##### TEXT SEGMENT
The Minister explained the need to secure state aid approval from the EU. Sadly, though perhaps not surprisingly, that has taken some time. There are now just eight working days until the regulations come into force. My question follows on from the point that the hon. Member for Barnsley, West and Penistone (Mr. Clapham) raised earlier. Is the market ready? What representations has the Minister received from, for example, the Combined Heat and Power Association on the very short lead-in time that now exists for suppliers?

Despite what the Minister said in his opening remarks, could he clarify what he believes are the implications for the Department for Environment, Food and Rural Affairs in administering the revised quality assurance programme, particularly if there is to be the much hoped for increase in the number of qualifying suppliers? If the new regime generates new work loads, will the Treasury and its agencies be able to cope with that given the short lead-in time? Finally, what actions have Her Majesty's Customs and Excise taken to inform the market of these changes so that those enterprises that would wish to take up the opportunity are able to do so promptly?
##########
## EXERCISE TASK 1
Reproduce the remarks on the new regulations word for word, from "Despite what the" to "do so promptly?".
## EXERCISE TASK 2
Extend the remarks on the new regulations with the passage that would come next, starting after their final sentence.
##### RECORD EXTRACTS
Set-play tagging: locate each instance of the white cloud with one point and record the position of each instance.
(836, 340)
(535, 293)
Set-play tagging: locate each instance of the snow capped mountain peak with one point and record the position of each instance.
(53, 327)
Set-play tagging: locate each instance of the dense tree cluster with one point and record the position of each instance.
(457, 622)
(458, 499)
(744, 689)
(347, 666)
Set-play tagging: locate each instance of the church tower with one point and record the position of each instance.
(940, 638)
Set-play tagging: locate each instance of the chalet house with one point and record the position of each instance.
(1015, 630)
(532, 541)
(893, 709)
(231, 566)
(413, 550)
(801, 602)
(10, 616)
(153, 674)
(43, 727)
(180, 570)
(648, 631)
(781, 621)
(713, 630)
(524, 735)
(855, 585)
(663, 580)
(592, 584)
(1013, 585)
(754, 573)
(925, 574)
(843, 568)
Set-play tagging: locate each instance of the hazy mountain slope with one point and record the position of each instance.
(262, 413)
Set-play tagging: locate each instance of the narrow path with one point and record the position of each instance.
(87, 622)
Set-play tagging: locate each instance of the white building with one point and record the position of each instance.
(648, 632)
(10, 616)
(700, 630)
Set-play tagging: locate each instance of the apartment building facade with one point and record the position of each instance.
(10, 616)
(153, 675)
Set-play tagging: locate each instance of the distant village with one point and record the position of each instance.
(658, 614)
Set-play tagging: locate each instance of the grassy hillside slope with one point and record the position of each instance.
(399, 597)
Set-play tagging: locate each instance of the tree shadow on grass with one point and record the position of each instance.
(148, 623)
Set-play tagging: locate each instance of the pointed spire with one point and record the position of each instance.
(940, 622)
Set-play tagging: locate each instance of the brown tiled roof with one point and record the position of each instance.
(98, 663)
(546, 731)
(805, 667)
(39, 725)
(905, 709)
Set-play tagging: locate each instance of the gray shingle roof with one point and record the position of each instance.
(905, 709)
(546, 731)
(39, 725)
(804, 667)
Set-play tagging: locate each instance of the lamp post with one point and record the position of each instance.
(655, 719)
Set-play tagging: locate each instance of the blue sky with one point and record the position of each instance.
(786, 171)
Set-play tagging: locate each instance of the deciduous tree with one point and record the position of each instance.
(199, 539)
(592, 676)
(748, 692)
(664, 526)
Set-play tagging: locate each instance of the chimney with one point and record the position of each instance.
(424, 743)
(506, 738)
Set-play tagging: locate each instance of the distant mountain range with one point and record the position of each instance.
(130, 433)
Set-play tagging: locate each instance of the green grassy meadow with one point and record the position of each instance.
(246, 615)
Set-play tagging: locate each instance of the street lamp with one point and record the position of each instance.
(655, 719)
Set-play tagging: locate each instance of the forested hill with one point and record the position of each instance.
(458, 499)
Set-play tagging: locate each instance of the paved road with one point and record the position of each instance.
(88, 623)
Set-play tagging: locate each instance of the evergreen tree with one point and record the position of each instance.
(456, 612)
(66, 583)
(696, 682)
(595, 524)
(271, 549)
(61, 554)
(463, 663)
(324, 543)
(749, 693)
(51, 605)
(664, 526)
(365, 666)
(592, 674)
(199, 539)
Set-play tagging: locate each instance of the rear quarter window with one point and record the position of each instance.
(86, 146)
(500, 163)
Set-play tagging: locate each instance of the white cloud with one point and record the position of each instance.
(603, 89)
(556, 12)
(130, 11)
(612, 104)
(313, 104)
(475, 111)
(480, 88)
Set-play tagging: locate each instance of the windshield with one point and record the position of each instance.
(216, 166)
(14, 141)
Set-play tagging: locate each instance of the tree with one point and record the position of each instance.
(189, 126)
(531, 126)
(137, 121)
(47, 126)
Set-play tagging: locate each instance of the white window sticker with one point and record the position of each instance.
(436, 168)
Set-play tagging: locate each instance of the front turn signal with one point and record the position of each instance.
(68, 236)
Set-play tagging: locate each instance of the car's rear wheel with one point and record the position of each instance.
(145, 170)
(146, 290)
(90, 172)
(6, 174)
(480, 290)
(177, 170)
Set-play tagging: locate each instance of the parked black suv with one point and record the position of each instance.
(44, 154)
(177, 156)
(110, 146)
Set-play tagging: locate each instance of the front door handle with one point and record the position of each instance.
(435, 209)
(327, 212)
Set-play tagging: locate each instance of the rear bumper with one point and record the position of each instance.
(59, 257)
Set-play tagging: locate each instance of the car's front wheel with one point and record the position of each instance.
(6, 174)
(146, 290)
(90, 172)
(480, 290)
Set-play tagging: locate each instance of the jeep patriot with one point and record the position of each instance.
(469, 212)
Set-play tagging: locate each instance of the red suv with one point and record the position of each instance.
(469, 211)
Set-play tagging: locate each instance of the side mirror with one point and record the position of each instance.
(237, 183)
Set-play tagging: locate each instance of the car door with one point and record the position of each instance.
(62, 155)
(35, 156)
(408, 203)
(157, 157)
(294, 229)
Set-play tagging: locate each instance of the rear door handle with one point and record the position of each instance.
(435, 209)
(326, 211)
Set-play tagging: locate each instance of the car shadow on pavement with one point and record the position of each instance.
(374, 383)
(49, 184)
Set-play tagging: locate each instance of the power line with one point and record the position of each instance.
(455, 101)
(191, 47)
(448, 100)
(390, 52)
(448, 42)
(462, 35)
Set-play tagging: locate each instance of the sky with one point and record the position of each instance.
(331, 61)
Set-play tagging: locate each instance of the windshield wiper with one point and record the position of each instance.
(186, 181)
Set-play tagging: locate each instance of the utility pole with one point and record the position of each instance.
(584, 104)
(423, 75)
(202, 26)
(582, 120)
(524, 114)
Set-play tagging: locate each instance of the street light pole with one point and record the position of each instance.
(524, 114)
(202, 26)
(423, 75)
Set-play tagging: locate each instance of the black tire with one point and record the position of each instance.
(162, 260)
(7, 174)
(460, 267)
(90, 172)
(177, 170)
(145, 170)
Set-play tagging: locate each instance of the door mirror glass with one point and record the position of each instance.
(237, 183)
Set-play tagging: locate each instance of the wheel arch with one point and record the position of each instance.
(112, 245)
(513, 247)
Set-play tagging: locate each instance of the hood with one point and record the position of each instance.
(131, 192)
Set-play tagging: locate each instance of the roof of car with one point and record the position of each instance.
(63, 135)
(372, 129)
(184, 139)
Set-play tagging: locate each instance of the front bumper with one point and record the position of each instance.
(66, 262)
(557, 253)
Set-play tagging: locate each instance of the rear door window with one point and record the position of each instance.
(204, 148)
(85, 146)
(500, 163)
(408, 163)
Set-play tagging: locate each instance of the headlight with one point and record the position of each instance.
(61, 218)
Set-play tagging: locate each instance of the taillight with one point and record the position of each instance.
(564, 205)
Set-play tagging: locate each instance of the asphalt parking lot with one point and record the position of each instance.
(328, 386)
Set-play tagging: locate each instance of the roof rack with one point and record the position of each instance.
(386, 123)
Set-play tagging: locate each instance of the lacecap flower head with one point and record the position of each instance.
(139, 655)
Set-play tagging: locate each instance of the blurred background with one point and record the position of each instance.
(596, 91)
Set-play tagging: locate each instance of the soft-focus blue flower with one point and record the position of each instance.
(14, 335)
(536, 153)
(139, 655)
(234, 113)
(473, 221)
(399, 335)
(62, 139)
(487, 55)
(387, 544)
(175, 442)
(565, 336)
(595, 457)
##########
## FINAL ANSWER 1
Despite what the Minister said in his opening remarks, could he clarify what he believes are the implications for the Department for Environment, Food and Rural Affairs in administering the revised quality assurance programme, particularly if there is to be the much hoped for increase in the number of qualifying suppliers? If the new regime generates new work loads, will the Treasury and its agencies be able to cope with that given the short lead-in time? Finally, what actions have Her Majesty's Customs and Excise taken to inform the market of these changes so that those enterprises that would wish to take up the opportunity are able to do so promptly?

## FINAL ANSWER 2
Paragraph 9 of the explanatory memorandum refers to costs. It says:

    ''However, the cost of the overall CHP exemption is not expected to exceed £15 million in the year 2002--03.''

The Minister mentioned that just before he sat down. Having read the notes, I am not surprised about the short time involved. The financial year ends four days after the programme comes into effect. Is the £15 million for a full financial year or merely for those four days. Will the Minister please clarify that point? I do not ask him to breach his purdah before the Budget, but can he tell us how much revenue will be forgone in the financial year 2003--04 on the current rate of the levy?

We on the Conservative Benches will be pleased to consider in a positive light any steps that the Government take to encourage the market for United Kingdom combined heat and power generation. In that context, and subject to the answers to my questions, we will not oppose the regulations.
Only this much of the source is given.